(Data entries)
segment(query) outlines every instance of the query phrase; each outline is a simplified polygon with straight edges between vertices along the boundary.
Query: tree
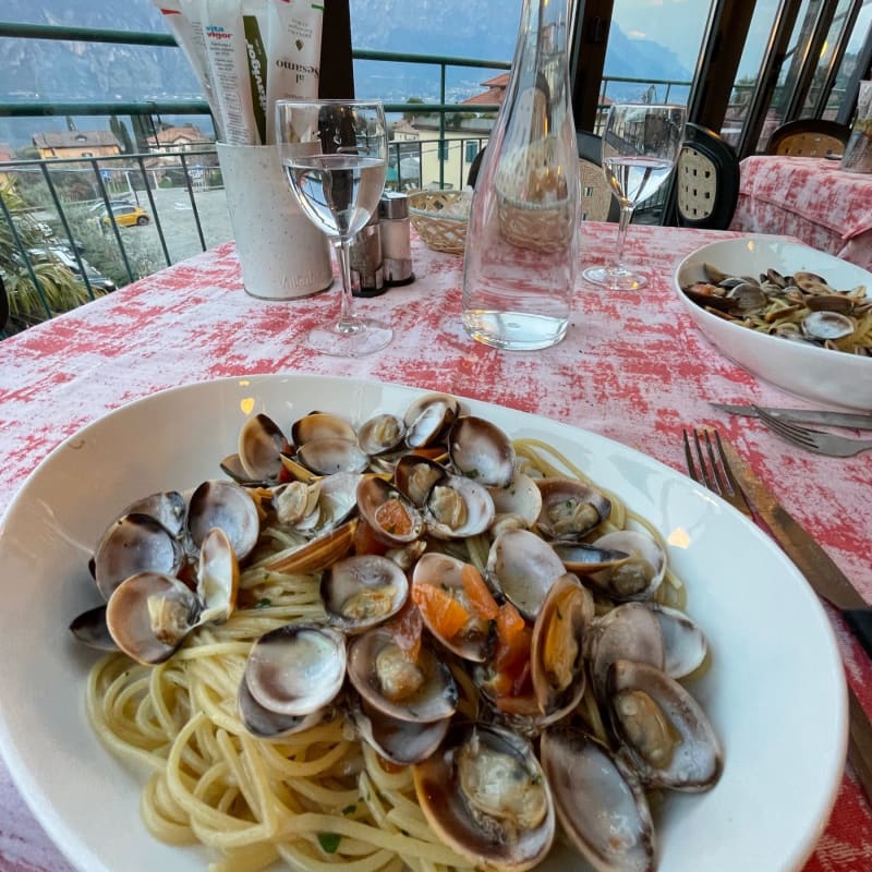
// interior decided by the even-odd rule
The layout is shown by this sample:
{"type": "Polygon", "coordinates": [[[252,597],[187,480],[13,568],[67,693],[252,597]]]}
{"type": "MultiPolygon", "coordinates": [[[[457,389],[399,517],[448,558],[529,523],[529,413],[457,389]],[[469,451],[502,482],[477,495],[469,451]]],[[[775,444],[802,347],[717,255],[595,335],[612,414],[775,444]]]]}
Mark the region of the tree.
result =
{"type": "Polygon", "coordinates": [[[89,296],[85,286],[45,251],[45,238],[29,210],[31,204],[20,196],[12,181],[0,181],[0,198],[15,230],[13,233],[9,220],[0,220],[0,276],[10,311],[7,331],[29,327],[86,303],[89,296]],[[29,252],[29,268],[16,242],[29,252]]]}
{"type": "Polygon", "coordinates": [[[133,142],[130,138],[128,125],[123,121],[120,121],[118,116],[111,116],[109,118],[109,130],[112,131],[116,140],[118,140],[121,150],[125,155],[133,154],[133,142]]]}
{"type": "MultiPolygon", "coordinates": [[[[424,100],[421,97],[410,97],[405,102],[413,102],[417,106],[423,106],[424,100]]],[[[405,112],[402,113],[402,117],[405,121],[413,121],[415,116],[419,114],[413,109],[408,109],[405,112]]]]}

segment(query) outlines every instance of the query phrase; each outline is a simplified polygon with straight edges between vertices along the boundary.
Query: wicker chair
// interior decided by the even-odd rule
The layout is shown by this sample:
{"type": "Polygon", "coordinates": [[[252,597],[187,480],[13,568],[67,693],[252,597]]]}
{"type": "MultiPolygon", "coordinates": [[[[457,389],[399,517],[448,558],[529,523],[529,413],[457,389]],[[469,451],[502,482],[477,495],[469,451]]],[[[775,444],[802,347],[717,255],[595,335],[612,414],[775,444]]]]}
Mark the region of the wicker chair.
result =
{"type": "Polygon", "coordinates": [[[5,284],[3,284],[3,277],[0,276],[0,337],[4,335],[8,324],[9,296],[7,296],[7,288],[5,284]]]}
{"type": "Polygon", "coordinates": [[[603,141],[594,133],[576,131],[581,174],[581,219],[583,221],[617,221],[618,201],[603,172],[603,141]]]}
{"type": "Polygon", "coordinates": [[[766,147],[767,155],[825,157],[841,155],[851,134],[847,124],[822,118],[801,118],[776,128],[766,147]]]}
{"type": "Polygon", "coordinates": [[[735,149],[714,131],[688,122],[673,184],[679,226],[726,230],[739,199],[735,149]]]}

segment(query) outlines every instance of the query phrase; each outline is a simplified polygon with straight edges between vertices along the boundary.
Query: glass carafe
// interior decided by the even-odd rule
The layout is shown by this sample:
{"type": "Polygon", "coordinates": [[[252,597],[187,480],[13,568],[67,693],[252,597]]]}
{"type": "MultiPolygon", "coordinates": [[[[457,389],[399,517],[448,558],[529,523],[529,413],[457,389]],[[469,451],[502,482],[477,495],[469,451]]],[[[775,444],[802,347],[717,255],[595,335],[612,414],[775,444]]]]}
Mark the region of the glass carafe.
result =
{"type": "Polygon", "coordinates": [[[475,182],[463,326],[497,348],[547,348],[569,325],[580,196],[569,89],[573,7],[524,0],[509,86],[475,182]]]}

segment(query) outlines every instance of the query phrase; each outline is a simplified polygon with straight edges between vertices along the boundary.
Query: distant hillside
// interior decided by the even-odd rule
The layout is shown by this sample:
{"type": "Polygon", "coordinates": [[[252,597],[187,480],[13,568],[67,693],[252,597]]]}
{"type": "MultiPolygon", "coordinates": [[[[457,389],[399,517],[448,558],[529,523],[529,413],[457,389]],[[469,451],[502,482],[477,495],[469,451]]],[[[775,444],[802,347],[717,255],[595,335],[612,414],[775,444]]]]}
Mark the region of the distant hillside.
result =
{"type": "MultiPolygon", "coordinates": [[[[520,4],[518,4],[520,9],[520,4]]],[[[355,48],[410,53],[474,57],[510,61],[518,31],[518,10],[506,14],[505,0],[351,0],[355,48]],[[489,10],[487,5],[489,4],[489,10]]],[[[3,0],[7,21],[81,27],[165,32],[150,0],[3,0]]],[[[196,78],[182,52],[111,44],[0,39],[2,100],[142,100],[198,98],[196,78]]],[[[447,99],[479,93],[493,71],[455,68],[447,75],[447,99]]],[[[611,29],[606,74],[640,78],[690,78],[675,55],[647,40],[630,40],[611,29]]],[[[402,101],[439,98],[438,66],[355,62],[361,97],[402,101]]],[[[641,96],[623,86],[609,96],[641,96]]],[[[662,98],[658,94],[658,98],[662,98]]],[[[674,97],[683,95],[673,94],[674,97]]],[[[195,120],[196,123],[196,120],[195,120]]],[[[208,121],[199,119],[208,130],[208,121]]],[[[80,129],[108,126],[106,119],[75,119],[80,129]]],[[[65,129],[63,118],[0,119],[0,143],[29,144],[36,132],[65,129]]]]}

WHAT IS EXPECTED:
Transcribe every record above exactly, leaving out the pictures.

SOLUTION FOR THIS TASK:
segment(query) outlines every instance of the query phrase; each outline is a simplified polygon with straight edges between vertices along the boundary.
Query: tree
// interior decided by the even-odd rule
The layout is shown by this sample:
{"type": "Polygon", "coordinates": [[[252,597],[187,480],[13,568],[67,693],[252,597]]]}
{"type": "MultiPolygon", "coordinates": [[[[457,389],[399,517],[448,558],[529,523],[529,413],[457,389]],[[469,451],[502,482],[477,495],[469,451]]],[[[775,444],[802,347],[717,255],[595,335],[612,414],[775,444]]]]}
Mark the region of the tree.
result =
{"type": "Polygon", "coordinates": [[[89,296],[85,286],[45,251],[45,238],[29,210],[31,204],[20,196],[12,181],[0,181],[0,198],[15,230],[13,233],[9,220],[0,220],[0,276],[10,311],[7,331],[29,327],[86,303],[89,296]],[[29,252],[29,268],[16,242],[29,252]]]}
{"type": "Polygon", "coordinates": [[[133,142],[130,138],[128,125],[123,121],[120,121],[118,116],[111,116],[109,118],[109,130],[112,131],[116,140],[118,140],[121,150],[125,155],[133,154],[133,142]]]}
{"type": "MultiPolygon", "coordinates": [[[[424,100],[421,97],[410,97],[405,102],[413,102],[417,106],[423,106],[424,100]]],[[[405,112],[402,113],[402,117],[405,121],[413,121],[415,116],[419,114],[413,109],[408,109],[405,112]]]]}

segment(query) outlines every instance of the query phrase; each outline is a simplified polygon with straight edges between vertices along the boundary.
Query: wicker chair
// interior decided by the even-odd rule
The layout is shown by this sample:
{"type": "Polygon", "coordinates": [[[252,597],[187,480],[13,568],[67,693],[252,597]]]}
{"type": "MultiPolygon", "coordinates": [[[[457,389],[399,517],[448,558],[529,523],[529,413],[457,389]],[[469,451],[502,482],[477,495],[469,451]]],[[[775,444],[802,347],[717,255],[595,335],[612,414],[775,444]]]]}
Mark the region of the wicker chair.
result =
{"type": "Polygon", "coordinates": [[[5,284],[3,284],[3,277],[0,276],[0,337],[4,335],[8,324],[9,296],[7,296],[7,288],[5,284]]]}
{"type": "Polygon", "coordinates": [[[603,141],[594,133],[576,131],[581,174],[581,219],[583,221],[617,221],[618,201],[603,172],[603,141]]]}
{"type": "Polygon", "coordinates": [[[766,147],[767,155],[825,157],[841,155],[851,134],[847,124],[822,118],[801,118],[776,128],[766,147]]]}
{"type": "Polygon", "coordinates": [[[735,149],[714,131],[688,122],[673,184],[679,226],[726,230],[739,199],[735,149]]]}

segment(query) outlines every instance of the query phrase; each outline is a simplified polygon with straight edges between vertices along the boundary.
Query: glass carafe
// interior decided by the even-odd rule
The layout is shown by this sample:
{"type": "Polygon", "coordinates": [[[252,597],[187,480],[13,568],[67,693],[252,597]]]}
{"type": "MultiPolygon", "coordinates": [[[[457,389],[399,517],[448,558],[529,523],[529,413],[457,389]],[[469,451],[502,482],[477,495],[469,451]]],[[[775,444],[802,347],[717,255],[595,335],[612,414],[775,444]]]]}
Mark the region of the glass carafe.
result =
{"type": "Polygon", "coordinates": [[[475,182],[463,326],[497,348],[547,348],[569,325],[580,196],[569,89],[573,7],[524,0],[509,86],[475,182]]]}

segment(query) outlines every instance of the query phrase; each outline is a simplified polygon with straight edges between vertices along the boundary.
Query: distant hillside
// interior decided by the even-odd rule
The layout is shown by this sample:
{"type": "Polygon", "coordinates": [[[252,597],[187,480],[13,568],[67,693],[252,597]]]}
{"type": "MultiPolygon", "coordinates": [[[[457,389],[399,517],[448,558],[529,523],[529,413],[457,389]],[[469,451],[502,482],[477,495],[469,451]]],[[[775,444],[802,347],[717,255],[595,335],[612,414],[775,444]]]]}
Mark the region of the distant hillside.
result =
{"type": "MultiPolygon", "coordinates": [[[[520,4],[518,4],[520,9],[520,4]]],[[[355,48],[410,53],[474,57],[510,61],[518,31],[518,10],[506,14],[505,0],[351,0],[355,48]],[[489,10],[487,5],[489,4],[489,10]]],[[[3,0],[7,21],[81,27],[165,32],[150,0],[3,0]]],[[[196,78],[182,52],[111,44],[0,39],[2,100],[142,100],[198,98],[196,78]]],[[[447,99],[479,93],[493,71],[455,68],[447,75],[447,99]]],[[[611,29],[606,74],[640,78],[690,78],[675,55],[647,40],[630,40],[611,29]]],[[[402,101],[439,98],[438,66],[355,62],[361,97],[402,101]]],[[[641,96],[623,86],[609,96],[641,96]]],[[[662,98],[658,94],[658,98],[662,98]]],[[[674,97],[683,95],[673,94],[674,97]]],[[[195,120],[196,123],[196,120],[195,120]]],[[[208,121],[199,119],[208,130],[208,121]]],[[[80,129],[108,126],[106,119],[75,119],[80,129]]],[[[65,129],[63,118],[0,119],[0,143],[29,144],[36,132],[65,129]]]]}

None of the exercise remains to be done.